Все знаменитости первой величины, конечно, недаром поступили в так называемый «храм бессмертия». У всех у них много, а у иных, как, например, у Пушкина, гораздо более прав на долговечность, нежели у Грибоедова. Их нельзя близко и ставить одного с другим. Пушкин громаден, плодотворен, силен, богат. Он для русского искусства то же, что Ломоносов для русского просвещения вообще. Пушкин занял собою всю свою эпоху, сам создал другую, породил школы художников, – взял себе в эпохе все, кроме того, что успел взять Грибоедов и до чего не договорился Пушкин.

Несмотря на гений Пушкина, передовые его герои, как герои его века, уже бледнеют и уходят в прошлое. Гениальные создания его, продолжая служить образцами и источником искусству, – сами становятся историей. Мы изучили Онегина, его время и его среду, взвесили, определили значение этого типа, но не находим уже живых следов этой личности в современном веке, хотя создание этого типа останется неизгладимым в литературе. Даже позднейшие герои века, например, лермонтовский Печорин, представляя, как и Онегин, свою эпоху, каменеют, однако, в неподвижности, как статуи на могилах. Не говорим о явившихся позднее их более или менее ярких типах, которые при жизни авторов успели сойти в могилу, оставив по себе некоторые права на литературную память.

• _ЦЕЛЬ ЗАДАНИЯ 1_
Какие прилагательные исходный текст подряд относит к Пушкину в предложении, начинающемся со слов «Пушкин громаден»?
• _ЦЕЛЬ ЗАДАНИЯ 2_
Воспроизведите отрывок исходного текста, начиная со слов «Несмотря на гений» и продолжая до слов «на литературную память.».
• _ЦЕЛЬ ЗАДАНИЯ 3_
С кем исходный текст сравнивает значение Пушкина для русского искусства?
Опирайтесь только на исходный текст.

• _ЗАПИСИ ДАННЫХ_
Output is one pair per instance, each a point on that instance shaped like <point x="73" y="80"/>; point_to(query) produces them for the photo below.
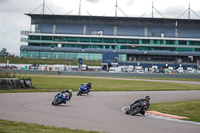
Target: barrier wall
<point x="123" y="74"/>
<point x="15" y="83"/>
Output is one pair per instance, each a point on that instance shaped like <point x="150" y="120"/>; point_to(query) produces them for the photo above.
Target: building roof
<point x="49" y="18"/>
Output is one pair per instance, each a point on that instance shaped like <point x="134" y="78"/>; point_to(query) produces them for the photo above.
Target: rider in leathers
<point x="147" y="99"/>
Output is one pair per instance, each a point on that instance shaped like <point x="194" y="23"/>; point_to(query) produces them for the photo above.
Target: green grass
<point x="20" y="127"/>
<point x="45" y="83"/>
<point x="186" y="108"/>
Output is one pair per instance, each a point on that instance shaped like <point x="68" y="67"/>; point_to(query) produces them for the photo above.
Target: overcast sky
<point x="13" y="20"/>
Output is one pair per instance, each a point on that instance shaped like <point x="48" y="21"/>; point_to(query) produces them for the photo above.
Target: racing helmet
<point x="89" y="83"/>
<point x="147" y="98"/>
<point x="70" y="90"/>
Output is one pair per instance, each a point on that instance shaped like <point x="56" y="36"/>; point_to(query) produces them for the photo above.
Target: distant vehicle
<point x="169" y="70"/>
<point x="114" y="69"/>
<point x="84" y="67"/>
<point x="190" y="70"/>
<point x="139" y="69"/>
<point x="130" y="68"/>
<point x="180" y="70"/>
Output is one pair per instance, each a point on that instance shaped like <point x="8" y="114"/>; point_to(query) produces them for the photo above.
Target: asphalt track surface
<point x="151" y="80"/>
<point x="99" y="111"/>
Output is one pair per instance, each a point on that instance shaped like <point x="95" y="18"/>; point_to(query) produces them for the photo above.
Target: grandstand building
<point x="135" y="39"/>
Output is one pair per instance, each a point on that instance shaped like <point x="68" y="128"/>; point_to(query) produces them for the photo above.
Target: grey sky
<point x="13" y="20"/>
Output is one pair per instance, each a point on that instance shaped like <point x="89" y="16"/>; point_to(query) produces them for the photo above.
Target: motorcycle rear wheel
<point x="135" y="109"/>
<point x="58" y="101"/>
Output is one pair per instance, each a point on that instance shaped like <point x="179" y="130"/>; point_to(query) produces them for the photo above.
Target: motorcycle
<point x="60" y="98"/>
<point x="83" y="90"/>
<point x="136" y="108"/>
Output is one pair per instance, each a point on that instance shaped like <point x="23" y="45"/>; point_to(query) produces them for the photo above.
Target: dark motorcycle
<point x="139" y="107"/>
<point x="60" y="98"/>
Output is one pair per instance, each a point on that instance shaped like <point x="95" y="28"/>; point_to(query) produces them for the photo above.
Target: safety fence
<point x="15" y="83"/>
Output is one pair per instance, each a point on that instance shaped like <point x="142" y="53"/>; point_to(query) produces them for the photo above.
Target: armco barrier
<point x="123" y="74"/>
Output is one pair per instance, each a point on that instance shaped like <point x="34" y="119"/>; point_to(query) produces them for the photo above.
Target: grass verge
<point x="186" y="108"/>
<point x="47" y="83"/>
<point x="20" y="127"/>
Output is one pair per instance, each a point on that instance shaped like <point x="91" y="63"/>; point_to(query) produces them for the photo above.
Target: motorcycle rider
<point x="68" y="94"/>
<point x="89" y="86"/>
<point x="146" y="99"/>
<point x="86" y="87"/>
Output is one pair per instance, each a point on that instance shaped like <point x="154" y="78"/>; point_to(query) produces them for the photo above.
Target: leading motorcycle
<point x="60" y="98"/>
<point x="139" y="107"/>
<point x="83" y="90"/>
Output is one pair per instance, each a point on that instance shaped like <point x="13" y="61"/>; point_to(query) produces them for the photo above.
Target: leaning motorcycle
<point x="137" y="108"/>
<point x="82" y="90"/>
<point x="60" y="98"/>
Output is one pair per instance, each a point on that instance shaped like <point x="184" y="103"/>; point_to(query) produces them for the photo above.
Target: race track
<point x="99" y="111"/>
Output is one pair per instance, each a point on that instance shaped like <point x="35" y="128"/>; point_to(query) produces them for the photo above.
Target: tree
<point x="4" y="53"/>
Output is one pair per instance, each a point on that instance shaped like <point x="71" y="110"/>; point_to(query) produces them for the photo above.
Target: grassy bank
<point x="20" y="127"/>
<point x="187" y="108"/>
<point x="46" y="83"/>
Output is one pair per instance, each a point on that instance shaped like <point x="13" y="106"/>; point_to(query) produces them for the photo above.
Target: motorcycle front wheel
<point x="135" y="109"/>
<point x="58" y="101"/>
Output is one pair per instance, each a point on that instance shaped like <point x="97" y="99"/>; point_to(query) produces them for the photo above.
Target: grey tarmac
<point x="99" y="111"/>
<point x="131" y="79"/>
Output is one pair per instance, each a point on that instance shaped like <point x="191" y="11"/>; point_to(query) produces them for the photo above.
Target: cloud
<point x="93" y="1"/>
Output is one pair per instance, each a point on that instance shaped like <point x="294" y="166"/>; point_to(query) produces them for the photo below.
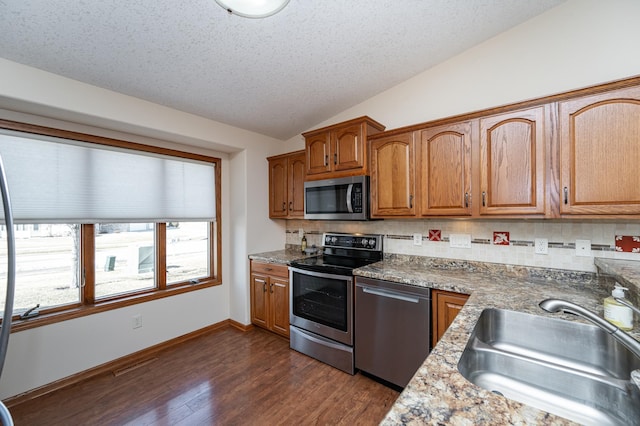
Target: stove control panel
<point x="353" y="241"/>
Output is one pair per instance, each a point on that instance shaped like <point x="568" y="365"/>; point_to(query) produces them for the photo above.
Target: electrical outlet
<point x="136" y="321"/>
<point x="583" y="247"/>
<point x="460" y="240"/>
<point x="542" y="245"/>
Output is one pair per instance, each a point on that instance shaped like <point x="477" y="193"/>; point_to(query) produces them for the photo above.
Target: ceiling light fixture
<point x="253" y="8"/>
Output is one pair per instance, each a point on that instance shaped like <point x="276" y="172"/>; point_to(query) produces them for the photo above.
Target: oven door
<point x="322" y="304"/>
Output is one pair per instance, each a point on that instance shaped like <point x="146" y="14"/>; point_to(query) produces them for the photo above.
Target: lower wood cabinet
<point x="445" y="306"/>
<point x="270" y="297"/>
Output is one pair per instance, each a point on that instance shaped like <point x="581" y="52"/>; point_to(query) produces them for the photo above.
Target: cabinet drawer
<point x="273" y="269"/>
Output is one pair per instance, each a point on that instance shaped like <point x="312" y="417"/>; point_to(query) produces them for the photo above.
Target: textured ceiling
<point x="277" y="76"/>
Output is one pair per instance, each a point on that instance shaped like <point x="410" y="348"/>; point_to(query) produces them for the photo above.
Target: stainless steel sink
<point x="573" y="370"/>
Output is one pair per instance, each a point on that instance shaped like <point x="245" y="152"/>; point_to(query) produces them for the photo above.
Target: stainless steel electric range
<point x="322" y="297"/>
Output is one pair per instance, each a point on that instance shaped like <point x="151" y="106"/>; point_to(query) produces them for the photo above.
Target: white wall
<point x="577" y="44"/>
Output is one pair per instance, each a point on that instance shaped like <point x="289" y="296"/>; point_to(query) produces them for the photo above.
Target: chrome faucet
<point x="558" y="305"/>
<point x="628" y="304"/>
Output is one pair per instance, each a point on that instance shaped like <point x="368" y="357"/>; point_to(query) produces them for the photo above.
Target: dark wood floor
<point x="227" y="377"/>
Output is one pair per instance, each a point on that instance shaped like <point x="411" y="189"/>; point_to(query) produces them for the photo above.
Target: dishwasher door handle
<point x="389" y="294"/>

• _ПОЛНЫЙ ОТВЕТ 1_
Громаден, плодотворен, силен, богат.

• _ПОЛНЫЙ ОТВЕТ 2_
Несмотря на гений Пушкина, передовые его герои, как герои его века, уже бледнеют и уходят в прошлое. Гениальные создания его, продолжая служить образцами и источником искусству, – сами становятся историей. Мы изучили Онегина, его время и его среду, взвесили, определили значение этого типа, но не находим уже живых следов этой личности в современном веке, хотя создание этого типа останется неизгладимым в литературе. Даже позднейшие герои века, например, лермонтовский Печорин, представляя, как и Онегин, свою эпоху, каменеют, однако, в неподвижности, как статуи на могилах. Не говорим о явившихся позднее их более или менее ярких типах, которые при жизни авторов успели сойти в могилу, оставив по себе некоторые права на литературную память.

• _ПОЛНЫЙ ОТВЕТ 3_
С Ломоносовым: Пушкин для русского искусства то же, что Ломоносов для русского просвещения вообще.